======== Records supplied
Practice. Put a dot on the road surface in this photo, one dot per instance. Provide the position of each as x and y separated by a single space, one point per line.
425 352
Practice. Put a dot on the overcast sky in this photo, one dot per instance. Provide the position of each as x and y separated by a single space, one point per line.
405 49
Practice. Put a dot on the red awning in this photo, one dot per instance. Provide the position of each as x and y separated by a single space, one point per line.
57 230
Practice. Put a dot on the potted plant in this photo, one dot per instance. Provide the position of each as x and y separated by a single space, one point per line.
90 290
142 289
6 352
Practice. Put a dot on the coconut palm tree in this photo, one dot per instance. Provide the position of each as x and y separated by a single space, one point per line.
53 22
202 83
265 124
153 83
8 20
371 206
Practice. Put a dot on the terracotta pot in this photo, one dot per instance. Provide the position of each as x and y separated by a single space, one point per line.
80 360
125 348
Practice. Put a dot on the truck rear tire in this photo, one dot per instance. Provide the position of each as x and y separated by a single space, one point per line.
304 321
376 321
================
> **Required work**
A verbatim version of the complete listing above is to be returned.

> **Result for this task**
Practice. Put a dot on the road surface in this photo, one dot per instance. Provide the position of each as x and y separated by a single space, one point per line.
425 352
Practice. Put a dot on the overcast sky in this photo, one dot per instance. Provide the position of each as x and y separated by a single space, one point per line.
405 49
Practice. Put a dot on the red awning in this photo, one dot per instance. Provide the position of each as x and y separated by a single space, one point per line.
57 230
Practice. Put a dot on the potted plant in this photo, one dot per instance. Provide the position of each as x and y separated by a single space, one point per line.
90 290
142 289
6 352
Practice. Put a dot on the coconut palm tree in this photo, one dot per instance. Provide the position of each as x and y separated by a single space, one point per line.
53 22
202 83
265 124
153 83
8 20
371 206
Practice. Put a dot on the terracotta pot in this photo, one dot per instance. Provide the position of each as x and y separated by a single space, one point per line.
80 360
125 348
Practice. Put a dot on the truck rear tire in this photo, one dot per instance. Provide the position of each as x and y separated by a single space, one point per line.
304 321
376 321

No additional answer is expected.